Work instructions:
Copy the data that follows, character for character, minus the pictures.

(Location annotation dataset excerpts)
━━━━━━━━━━━━━━━━

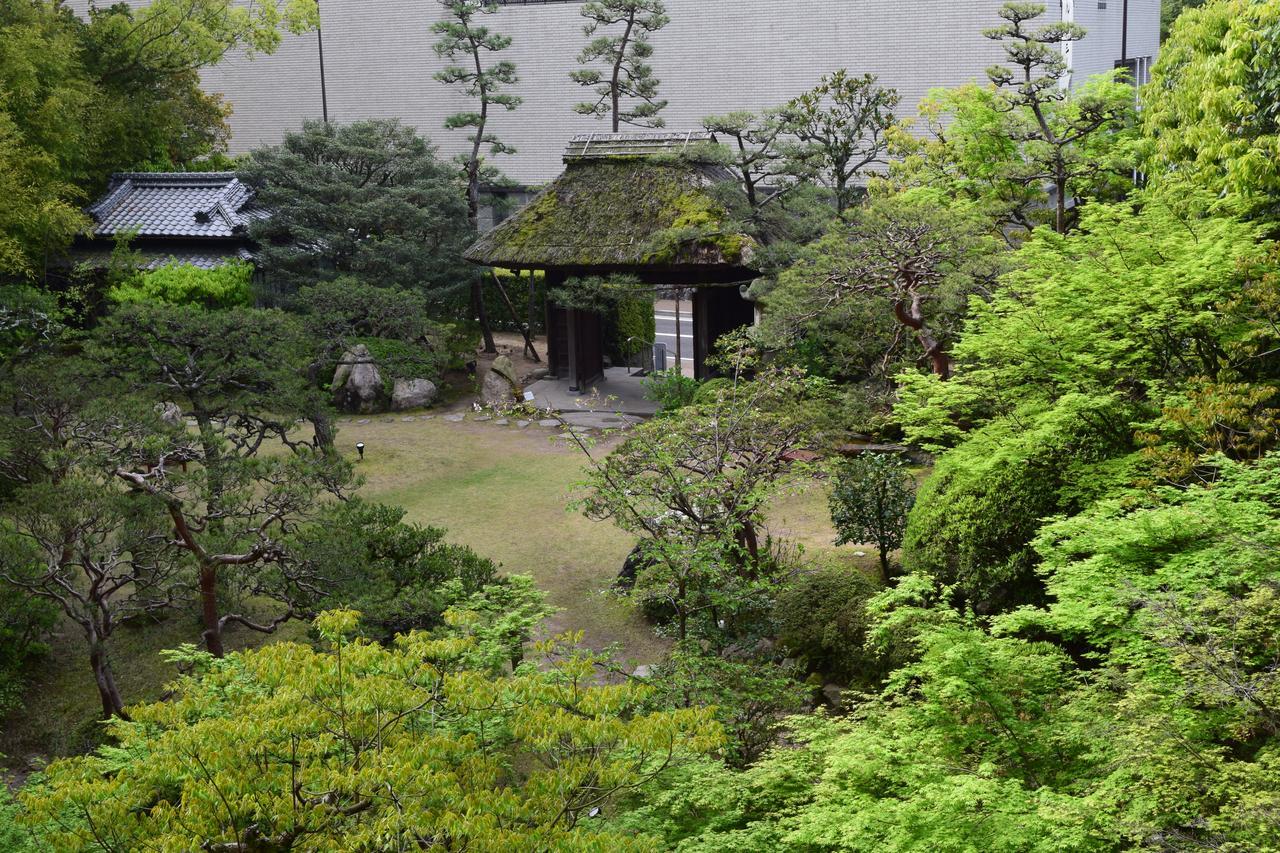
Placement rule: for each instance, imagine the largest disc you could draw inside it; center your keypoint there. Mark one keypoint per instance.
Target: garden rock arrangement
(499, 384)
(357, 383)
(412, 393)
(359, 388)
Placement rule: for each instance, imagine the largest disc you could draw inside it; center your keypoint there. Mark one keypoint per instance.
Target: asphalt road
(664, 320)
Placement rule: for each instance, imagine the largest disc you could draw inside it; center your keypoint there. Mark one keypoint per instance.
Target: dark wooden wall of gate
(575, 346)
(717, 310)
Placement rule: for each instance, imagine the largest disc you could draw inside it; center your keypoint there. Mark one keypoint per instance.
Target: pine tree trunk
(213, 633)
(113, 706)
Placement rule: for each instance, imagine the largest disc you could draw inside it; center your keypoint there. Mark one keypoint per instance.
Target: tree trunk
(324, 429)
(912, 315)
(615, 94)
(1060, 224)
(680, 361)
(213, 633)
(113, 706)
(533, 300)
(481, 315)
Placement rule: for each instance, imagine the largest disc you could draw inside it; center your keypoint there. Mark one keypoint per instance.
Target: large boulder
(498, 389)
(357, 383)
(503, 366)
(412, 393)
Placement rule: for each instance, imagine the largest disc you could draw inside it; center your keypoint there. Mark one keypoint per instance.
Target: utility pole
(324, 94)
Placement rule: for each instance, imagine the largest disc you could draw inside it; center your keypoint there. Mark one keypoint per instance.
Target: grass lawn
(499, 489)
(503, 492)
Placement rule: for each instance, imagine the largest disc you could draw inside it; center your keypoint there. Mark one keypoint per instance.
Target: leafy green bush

━━━━━━━━━━━━━━━━

Output of the exercise:
Placement rule: for each instance, imagine the largest disc you could draw inside it; center your keypoint there. Mark one keypoint per instance.
Target: garden rock arrangement
(499, 384)
(357, 383)
(412, 393)
(359, 388)
Placement rule: for each instance, imagine the largest disc you could draw inside it; center your keypoint there. Mark one keypoint per instance.
Target: asphalt road
(664, 320)
Placement rule: for each instance, imagine the largest disc you could draw inside it; center your keypoint there. Mark one keypoint per instance.
Target: dark wooden wall of gate
(575, 346)
(717, 310)
Placement rule: for each instance, imagine the largest disc you could draw inside it; center your keypoint there. Mark one keypoint per instance.
Target: pine tree trunk
(213, 633)
(113, 706)
Placement rule: for each instance, imagine the largest disc you could draw inside it; center your keypoint there. Mark one keypoint per instance.
Target: tree trunk
(324, 429)
(912, 315)
(615, 94)
(1060, 224)
(680, 361)
(213, 633)
(113, 706)
(533, 300)
(481, 315)
Placement rule: for each instance, imagine the largest disc you could draw inside it; center your keypoint there. Mark one keypoint per instance.
Target: large boulder
(498, 389)
(357, 383)
(503, 366)
(412, 393)
Placement rule: for each instance, imagine the largest disc you could draw inside it; center your keypoint there. Mark one keypoint per instance.
Target: utility pole
(324, 94)
Placement rule: for each instance, imagine the largest disc you could draw inside it; center your keypoint there. Mark one keypoint per instance.
Target: grass lawn
(499, 489)
(503, 492)
Placement rule: for each instance, imagine the largest disc you could draw inside it; center your keypoint there. Mark one keypoint per instance.
Target: leafy green bush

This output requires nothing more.